* Task to complete *
Every record should be restated exactly, with no images included.
----
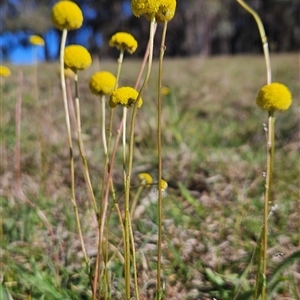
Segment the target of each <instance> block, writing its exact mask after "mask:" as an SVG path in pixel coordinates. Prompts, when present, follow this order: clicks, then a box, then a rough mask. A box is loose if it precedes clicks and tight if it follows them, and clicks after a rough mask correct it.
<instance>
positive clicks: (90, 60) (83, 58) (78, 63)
mask: <svg viewBox="0 0 300 300" xmlns="http://www.w3.org/2000/svg"><path fill="white" fill-rule="evenodd" d="M91 63H92V57H91V55H90V53H89V52H88V51H87V50H86V48H84V47H83V46H80V45H70V46H67V47H66V48H65V68H70V69H72V70H73V71H74V72H76V71H77V70H85V69H86V68H88V67H89V66H90V65H91Z"/></svg>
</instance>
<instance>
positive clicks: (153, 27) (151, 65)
mask: <svg viewBox="0 0 300 300" xmlns="http://www.w3.org/2000/svg"><path fill="white" fill-rule="evenodd" d="M155 27H156V22H155V18H154V17H152V19H151V22H150V35H149V58H148V68H147V73H146V76H145V79H144V82H143V84H142V87H141V89H140V92H139V95H138V97H137V99H136V101H135V104H134V107H133V111H132V116H131V124H130V138H129V154H128V170H127V175H126V181H125V295H126V297H125V299H126V300H129V299H130V240H131V237H130V228H131V224H130V223H131V221H130V211H129V207H130V205H129V204H130V203H129V198H130V181H131V171H132V160H133V149H134V145H133V144H134V124H135V117H136V113H137V108H138V106H137V104H138V102H139V99H140V97H141V95H142V93H143V91H144V89H145V87H146V85H147V83H148V80H149V77H150V73H151V67H152V59H153V41H154V33H155ZM132 243H133V241H132ZM134 272H136V270H135V271H134Z"/></svg>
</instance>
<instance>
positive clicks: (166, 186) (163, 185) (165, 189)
----
* Solved problem *
Segment the target of each <instance> block, writing its exact mask after "mask:" as an SVG path in pixel coordinates. Prompts, when present, follow this order: clicks, then a box, then a rough mask. A box is loose if it precedes clicks and tight if it follows them, and clicks after a rough mask correct it.
<instance>
positive clicks: (90, 60) (83, 58) (78, 63)
mask: <svg viewBox="0 0 300 300" xmlns="http://www.w3.org/2000/svg"><path fill="white" fill-rule="evenodd" d="M91 63H92V57H91V55H90V53H89V52H88V51H87V50H86V48H84V47H83V46H80V45H70V46H67V47H66V48H65V68H70V69H72V70H73V71H74V72H76V71H77V70H85V69H86V68H88V67H89V66H90V65H91Z"/></svg>
</instance>
<instance>
positive clicks: (153, 27) (151, 65)
mask: <svg viewBox="0 0 300 300" xmlns="http://www.w3.org/2000/svg"><path fill="white" fill-rule="evenodd" d="M155 27H156V22H155V18H154V17H152V19H151V22H150V35H149V58H148V68H147V73H146V76H145V79H144V82H143V84H142V87H141V89H140V92H139V95H138V97H137V99H136V101H135V104H134V107H133V111H132V116H131V124H130V138H129V154H128V170H127V175H126V181H125V295H126V297H125V299H126V300H129V299H130V240H131V237H130V228H131V224H130V223H131V221H130V211H129V207H130V205H129V204H130V203H129V198H130V181H131V171H132V160H133V149H134V145H133V144H134V124H135V117H136V113H137V108H138V106H137V104H138V102H139V99H140V97H141V95H142V93H143V91H144V89H145V87H146V85H147V83H148V80H149V77H150V73H151V67H152V59H153V41H154V33H155ZM132 243H133V241H132ZM134 272H136V270H135V271H134Z"/></svg>
</instance>
<instance>
positive clicks: (166, 186) (163, 185) (165, 189)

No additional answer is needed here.